__TASK INPUTS__.

[Start]

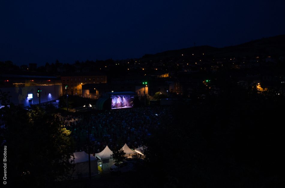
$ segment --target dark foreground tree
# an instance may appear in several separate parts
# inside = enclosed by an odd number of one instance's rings
[[[73,139],[53,111],[12,105],[2,110],[9,152],[7,183],[44,187],[69,172]]]

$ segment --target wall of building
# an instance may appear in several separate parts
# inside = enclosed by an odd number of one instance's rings
[[[82,92],[82,85],[107,83],[107,76],[104,75],[64,76],[62,77],[61,79],[63,95],[75,95],[85,97],[85,94]],[[67,85],[68,87],[66,90],[65,85]]]
[[[39,103],[39,98],[37,92],[38,88],[42,90],[41,103],[58,99],[62,94],[61,85],[2,88],[1,89],[2,92],[9,93],[9,95],[11,97],[10,102],[15,104],[26,107],[31,104]]]

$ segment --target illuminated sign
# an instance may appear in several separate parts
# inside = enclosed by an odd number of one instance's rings
[[[33,98],[33,94],[28,94],[28,99],[30,99]]]

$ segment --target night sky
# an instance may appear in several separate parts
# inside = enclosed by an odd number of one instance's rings
[[[283,1],[2,0],[0,61],[38,66],[234,45],[285,34]]]

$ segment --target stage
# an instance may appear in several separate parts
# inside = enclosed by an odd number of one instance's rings
[[[118,107],[112,107],[112,109],[113,110],[114,109],[122,109],[123,108],[133,108],[132,106],[124,106],[123,107],[121,107],[121,106],[118,106]]]

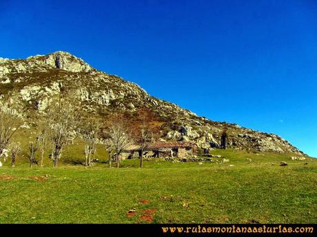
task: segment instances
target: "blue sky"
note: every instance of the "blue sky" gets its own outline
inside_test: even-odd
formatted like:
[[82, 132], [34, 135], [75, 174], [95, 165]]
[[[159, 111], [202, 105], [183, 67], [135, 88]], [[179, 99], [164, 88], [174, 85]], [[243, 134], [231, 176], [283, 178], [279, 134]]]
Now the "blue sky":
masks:
[[63, 50], [317, 157], [317, 2], [0, 0], [0, 56]]

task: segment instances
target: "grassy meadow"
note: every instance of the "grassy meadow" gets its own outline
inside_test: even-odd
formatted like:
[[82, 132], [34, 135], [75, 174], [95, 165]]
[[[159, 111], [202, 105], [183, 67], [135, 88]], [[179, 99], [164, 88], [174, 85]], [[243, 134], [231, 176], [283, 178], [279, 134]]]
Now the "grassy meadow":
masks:
[[141, 169], [133, 159], [118, 169], [99, 147], [100, 162], [85, 168], [81, 147], [66, 148], [56, 168], [47, 157], [43, 168], [30, 168], [23, 158], [14, 168], [5, 163], [0, 223], [317, 223], [313, 158], [215, 150], [230, 161], [154, 159]]

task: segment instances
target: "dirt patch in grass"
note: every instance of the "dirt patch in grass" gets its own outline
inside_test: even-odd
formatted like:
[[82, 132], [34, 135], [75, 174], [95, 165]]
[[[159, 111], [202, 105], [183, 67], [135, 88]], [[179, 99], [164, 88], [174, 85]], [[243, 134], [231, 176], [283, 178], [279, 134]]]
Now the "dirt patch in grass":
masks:
[[46, 180], [46, 177], [45, 176], [31, 176], [29, 179], [33, 179], [34, 181], [39, 182], [43, 182]]
[[154, 218], [154, 214], [156, 212], [156, 209], [147, 209], [147, 210], [143, 210], [141, 212], [143, 214], [143, 215], [140, 216], [139, 220], [141, 221], [145, 221], [149, 223], [152, 223]]
[[15, 177], [7, 174], [0, 175], [0, 180], [12, 180], [16, 179]]
[[147, 203], [150, 203], [150, 201], [149, 201], [149, 200], [146, 200], [146, 199], [140, 200], [140, 201], [139, 201], [139, 203], [142, 203], [142, 204], [147, 204]]

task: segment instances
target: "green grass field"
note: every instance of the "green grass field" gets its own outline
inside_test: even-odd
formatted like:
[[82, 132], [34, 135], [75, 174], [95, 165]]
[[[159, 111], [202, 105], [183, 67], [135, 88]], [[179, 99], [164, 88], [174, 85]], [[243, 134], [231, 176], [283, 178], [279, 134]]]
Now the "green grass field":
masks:
[[7, 161], [0, 168], [0, 223], [317, 223], [315, 159], [216, 150], [230, 161], [154, 160], [141, 169], [136, 159], [119, 169], [103, 162], [85, 169], [72, 163], [70, 157], [81, 155], [74, 150], [65, 150], [57, 168], [48, 159], [44, 168]]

[End]

__TASK REQUIREMENTS__.
Pick out and copy every line of the records that contains the word "gets".

__SOLUTION BELOW__.
note: every instance of the "blue sky" gets its own outline
note: every instance of the "grassy meadow" gets its own outline
note: every instance of the "dirt patch in grass" gets its own outline
note: every instance of the "green grass field" gets its own outline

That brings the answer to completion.